--- Begin Material for this task ---

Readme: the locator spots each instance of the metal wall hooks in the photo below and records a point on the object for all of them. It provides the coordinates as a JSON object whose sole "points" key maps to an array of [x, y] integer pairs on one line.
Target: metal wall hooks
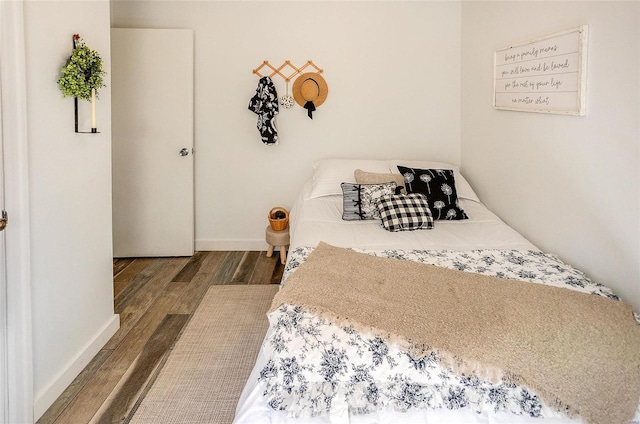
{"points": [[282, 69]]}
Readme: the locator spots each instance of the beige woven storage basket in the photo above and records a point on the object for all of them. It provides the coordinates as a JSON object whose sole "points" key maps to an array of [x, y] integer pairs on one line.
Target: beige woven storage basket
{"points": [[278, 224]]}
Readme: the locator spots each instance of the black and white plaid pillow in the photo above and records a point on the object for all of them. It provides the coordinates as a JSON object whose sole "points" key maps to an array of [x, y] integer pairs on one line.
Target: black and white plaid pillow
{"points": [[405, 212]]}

--- End Material for this task ---
--- Begin Material for this task ---

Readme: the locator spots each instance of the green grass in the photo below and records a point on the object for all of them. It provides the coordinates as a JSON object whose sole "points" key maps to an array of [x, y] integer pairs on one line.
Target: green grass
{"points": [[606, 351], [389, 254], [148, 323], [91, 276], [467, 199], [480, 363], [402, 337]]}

--- End Material for this task ---

What this task involves: Retype the data from the line containing "Readme: the locator spots each instance of the green" through the line containing "Target: green grass", word for word.

Solution for this exercise:
Readme: the locator spots each instance of the green grass in the photo below and records a point on the object for all of them. It provides the coordinates as a JSON object whose sole "points" key maps to an array of [x, y] integer pairs on one line.
Target: green grass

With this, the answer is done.